**Given instruction A**
List the section headings that appear below the title line in this travel post about driving from Boise to Rexburg.

**Document segment**
>>>
Going from Boise to Rexburg, Idaho

Here are some of things I saw a few days ago when I left Boise and headed east to Rexburg.  This would be my last full day in Idaho.

From Interstate 84


My new fascination with wind turbines


The Shoshone Ice Cave



This place sounded interesting (a lava cave which maintains a constant temperature of 28 degrees Fahrenheit and has ice on the floor) but when I got there and saw the place I decided to pass.  My original boss in Durham, Bond Anderson, used to say “I was born at night, but I wasn’t born last night.”  I like to think I know a tourist trap when I see one.  Ok, ok, so I’m still licking my wounds after the Flaming Geezer, I mean Geyser, scam up in Washington that set me back 10 bucks.  Well, fool me once….

Now HERE is an ice cave… (from the movie “Fight Club,” one of my favorites)


(Photo credit:  thechive.com)

Craters of the Moon National Monument and Preserve


This place is a huge area (over 1,100 square miles) of volcanic rock, similar to what I had seen near Bend, Oregon.  The photo above was actually taken before I got to the “Craters” facility.  There were areas like this all around me.  At first it looked like an area where a highway crew had piled up asphalt which had been dug up when replacing a large stretch of road.  Other areas were pitch black, and looked like piles of fresh asphalt which hadn’t been spread out and rolled to make a new road yet.  Once at the facility the black rock is continuous and extends as far as the eye can see.
<<<
**Given instruction B**
Please write out again the part of the records that opens with the line containing "The component shall return one point per instance of the dark" and runs through the end of the records, requests included, shifting every coordinate in the answers by adding 140 to it.

**Data extract**
>>>
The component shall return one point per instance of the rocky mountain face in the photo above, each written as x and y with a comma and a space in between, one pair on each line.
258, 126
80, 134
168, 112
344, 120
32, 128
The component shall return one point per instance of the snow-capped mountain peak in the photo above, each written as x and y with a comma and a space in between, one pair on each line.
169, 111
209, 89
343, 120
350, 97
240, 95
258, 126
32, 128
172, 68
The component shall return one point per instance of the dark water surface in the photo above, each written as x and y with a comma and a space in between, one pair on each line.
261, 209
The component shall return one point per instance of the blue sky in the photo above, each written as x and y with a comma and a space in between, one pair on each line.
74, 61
<<<
**Expected answer A**
From Interstate 84
My new fascination with wind turbines
The Shoshone Ice Cave
Craters of the Moon National Monument and Preserve

**Expected answer B**
The component shall return one point per instance of the dark water surface in the photo above, each written as x and y with a comma and a space in between, one pair on each line.
401, 349
The component shall return one point per instance of the blue sky in the photo above, each written as x and y with a comma and a space in between, one pair on each line.
214, 201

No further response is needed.